== BRIEF ==
Find every line in the records that contains the word "slope" and copy each one out. Case counts.

== DATASET ROWS ==
########

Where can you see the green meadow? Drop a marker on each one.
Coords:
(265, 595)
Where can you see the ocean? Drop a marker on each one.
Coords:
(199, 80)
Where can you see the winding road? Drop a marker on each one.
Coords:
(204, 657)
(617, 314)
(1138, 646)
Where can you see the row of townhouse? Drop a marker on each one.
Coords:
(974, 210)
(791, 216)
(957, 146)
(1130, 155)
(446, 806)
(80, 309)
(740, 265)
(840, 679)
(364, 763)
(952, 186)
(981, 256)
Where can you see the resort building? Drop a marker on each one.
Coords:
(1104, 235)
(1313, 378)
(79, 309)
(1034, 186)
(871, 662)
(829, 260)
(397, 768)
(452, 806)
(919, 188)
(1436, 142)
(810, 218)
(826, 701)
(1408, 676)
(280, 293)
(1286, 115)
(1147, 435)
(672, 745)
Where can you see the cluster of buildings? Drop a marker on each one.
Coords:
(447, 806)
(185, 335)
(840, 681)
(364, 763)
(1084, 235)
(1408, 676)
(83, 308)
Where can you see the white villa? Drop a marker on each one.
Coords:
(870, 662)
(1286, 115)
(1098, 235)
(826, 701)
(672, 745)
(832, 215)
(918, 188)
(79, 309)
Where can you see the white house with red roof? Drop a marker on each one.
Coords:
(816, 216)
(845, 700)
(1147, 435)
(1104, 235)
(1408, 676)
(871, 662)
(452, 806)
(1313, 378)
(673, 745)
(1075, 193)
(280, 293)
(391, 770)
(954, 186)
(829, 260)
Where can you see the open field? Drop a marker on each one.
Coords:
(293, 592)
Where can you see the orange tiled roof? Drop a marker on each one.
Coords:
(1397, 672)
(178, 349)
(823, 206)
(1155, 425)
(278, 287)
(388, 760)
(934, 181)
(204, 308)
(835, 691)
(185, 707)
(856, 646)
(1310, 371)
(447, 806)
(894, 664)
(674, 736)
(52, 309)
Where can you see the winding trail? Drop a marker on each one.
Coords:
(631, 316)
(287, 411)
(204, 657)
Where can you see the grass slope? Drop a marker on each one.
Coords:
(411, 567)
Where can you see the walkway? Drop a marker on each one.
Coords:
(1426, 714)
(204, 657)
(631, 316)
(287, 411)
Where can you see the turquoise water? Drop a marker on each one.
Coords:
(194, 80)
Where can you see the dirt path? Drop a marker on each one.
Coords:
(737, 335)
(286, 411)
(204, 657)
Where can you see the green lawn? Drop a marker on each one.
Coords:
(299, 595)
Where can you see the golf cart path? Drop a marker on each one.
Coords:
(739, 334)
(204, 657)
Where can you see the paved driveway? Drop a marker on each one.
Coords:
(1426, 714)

########

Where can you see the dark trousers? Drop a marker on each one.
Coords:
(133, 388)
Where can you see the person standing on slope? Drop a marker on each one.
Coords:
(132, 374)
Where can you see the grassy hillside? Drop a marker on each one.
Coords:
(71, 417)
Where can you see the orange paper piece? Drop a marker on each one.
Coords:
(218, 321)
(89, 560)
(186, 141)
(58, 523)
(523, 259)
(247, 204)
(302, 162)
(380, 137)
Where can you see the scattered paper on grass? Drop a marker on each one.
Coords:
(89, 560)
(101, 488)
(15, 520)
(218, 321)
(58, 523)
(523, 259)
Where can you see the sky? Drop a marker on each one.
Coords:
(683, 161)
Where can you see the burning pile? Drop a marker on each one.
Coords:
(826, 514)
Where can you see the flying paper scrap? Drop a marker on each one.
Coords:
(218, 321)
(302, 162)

########

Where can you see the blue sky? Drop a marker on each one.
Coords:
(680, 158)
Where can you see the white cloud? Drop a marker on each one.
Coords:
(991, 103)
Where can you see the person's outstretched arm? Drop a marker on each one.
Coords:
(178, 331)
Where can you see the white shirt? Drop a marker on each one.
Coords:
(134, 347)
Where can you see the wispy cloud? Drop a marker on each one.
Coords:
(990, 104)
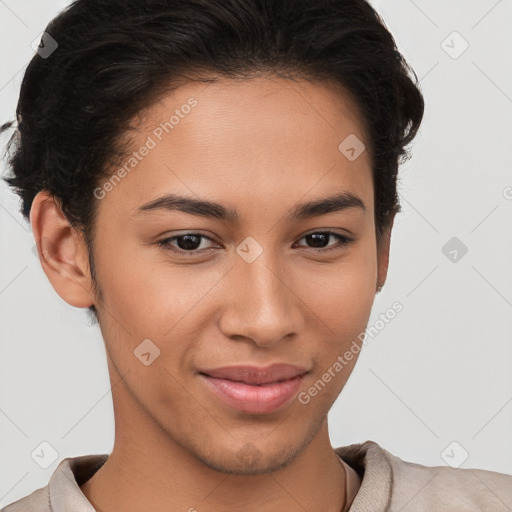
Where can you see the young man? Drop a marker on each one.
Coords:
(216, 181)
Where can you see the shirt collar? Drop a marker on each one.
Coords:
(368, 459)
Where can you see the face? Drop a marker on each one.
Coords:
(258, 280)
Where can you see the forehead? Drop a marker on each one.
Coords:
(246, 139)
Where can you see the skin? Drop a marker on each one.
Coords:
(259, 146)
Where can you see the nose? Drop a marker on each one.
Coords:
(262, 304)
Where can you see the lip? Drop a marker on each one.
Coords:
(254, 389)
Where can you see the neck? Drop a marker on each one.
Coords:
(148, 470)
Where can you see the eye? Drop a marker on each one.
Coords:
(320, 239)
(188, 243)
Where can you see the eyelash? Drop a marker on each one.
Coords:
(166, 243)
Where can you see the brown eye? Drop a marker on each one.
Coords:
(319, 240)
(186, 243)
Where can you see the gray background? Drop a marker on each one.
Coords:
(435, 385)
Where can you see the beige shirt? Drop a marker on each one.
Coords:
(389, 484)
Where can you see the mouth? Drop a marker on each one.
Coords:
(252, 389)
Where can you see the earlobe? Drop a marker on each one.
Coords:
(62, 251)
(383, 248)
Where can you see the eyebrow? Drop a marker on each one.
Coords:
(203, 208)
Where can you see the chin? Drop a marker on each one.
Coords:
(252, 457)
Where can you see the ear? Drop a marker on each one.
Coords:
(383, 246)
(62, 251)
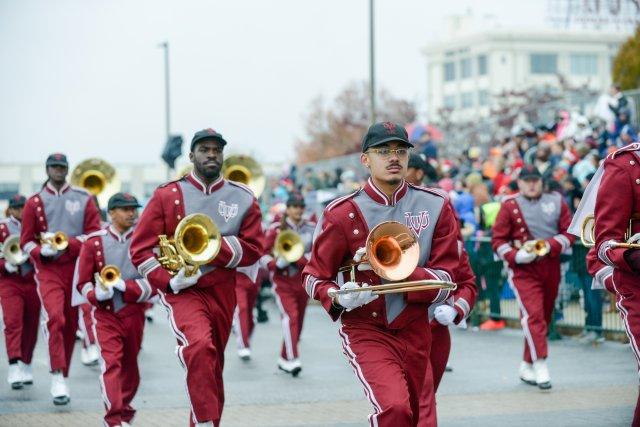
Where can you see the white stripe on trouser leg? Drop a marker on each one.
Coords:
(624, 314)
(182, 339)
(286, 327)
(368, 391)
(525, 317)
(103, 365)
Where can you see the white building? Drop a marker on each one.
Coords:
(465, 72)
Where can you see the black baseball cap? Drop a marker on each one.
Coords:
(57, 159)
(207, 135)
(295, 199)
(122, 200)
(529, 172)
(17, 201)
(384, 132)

########

== REPLY ==
Where can you see the grass slope? Drop a marker on each one.
Where can you see the person standing on slope? Drop a marker on each one.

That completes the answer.